*Task statement*: Would you copy out each line of the records below that includes the word "frame"?

Items from a dataset

◇ ◇ ◇ ◇ ◇

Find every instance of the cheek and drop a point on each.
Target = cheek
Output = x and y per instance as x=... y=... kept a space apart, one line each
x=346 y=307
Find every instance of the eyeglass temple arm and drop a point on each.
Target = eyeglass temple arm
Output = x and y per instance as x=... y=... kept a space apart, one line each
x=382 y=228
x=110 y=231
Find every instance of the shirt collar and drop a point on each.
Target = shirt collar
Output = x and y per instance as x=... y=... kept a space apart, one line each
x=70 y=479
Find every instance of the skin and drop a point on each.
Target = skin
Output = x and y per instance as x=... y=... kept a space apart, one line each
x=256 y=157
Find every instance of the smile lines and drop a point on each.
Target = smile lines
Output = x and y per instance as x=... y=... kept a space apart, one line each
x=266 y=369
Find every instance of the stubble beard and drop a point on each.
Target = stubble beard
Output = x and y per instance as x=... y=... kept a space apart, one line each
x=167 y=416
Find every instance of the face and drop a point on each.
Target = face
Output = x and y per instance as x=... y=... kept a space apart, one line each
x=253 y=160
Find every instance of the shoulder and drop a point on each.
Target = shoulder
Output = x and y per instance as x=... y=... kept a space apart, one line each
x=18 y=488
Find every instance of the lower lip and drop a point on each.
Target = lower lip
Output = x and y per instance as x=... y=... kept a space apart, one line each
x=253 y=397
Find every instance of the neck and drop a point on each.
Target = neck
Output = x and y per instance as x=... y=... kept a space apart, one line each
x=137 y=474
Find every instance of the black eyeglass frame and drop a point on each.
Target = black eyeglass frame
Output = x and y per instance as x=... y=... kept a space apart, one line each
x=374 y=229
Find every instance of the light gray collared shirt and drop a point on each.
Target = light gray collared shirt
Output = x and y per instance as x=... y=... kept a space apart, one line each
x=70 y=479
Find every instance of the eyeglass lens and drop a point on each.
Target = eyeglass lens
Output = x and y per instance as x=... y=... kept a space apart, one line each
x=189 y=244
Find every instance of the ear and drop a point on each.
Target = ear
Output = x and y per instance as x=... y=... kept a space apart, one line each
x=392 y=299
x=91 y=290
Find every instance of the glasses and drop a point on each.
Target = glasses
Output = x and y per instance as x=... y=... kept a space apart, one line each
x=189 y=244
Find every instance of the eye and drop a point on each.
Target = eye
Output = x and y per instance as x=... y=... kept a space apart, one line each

◇ ◇ ◇ ◇ ◇

*Solved problem*:
Find every instance of the black eyeglass frame and drop a point on each.
Target = black eyeglass frame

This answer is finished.